**Your goal**
Entries must be copied exactly, with nothing left out.

**Material for this exercise**
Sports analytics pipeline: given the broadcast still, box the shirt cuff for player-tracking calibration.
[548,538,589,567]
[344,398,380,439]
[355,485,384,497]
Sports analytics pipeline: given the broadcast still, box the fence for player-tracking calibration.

**Reply to the task**
Sports analytics pipeline: given the broadcast still, box the shirt cuff for player-tracking calibration.
[548,538,589,567]
[344,398,380,439]
[355,485,384,497]
Sports analytics pipeline: given the broadcast still, box the fence for player-tracking calibration.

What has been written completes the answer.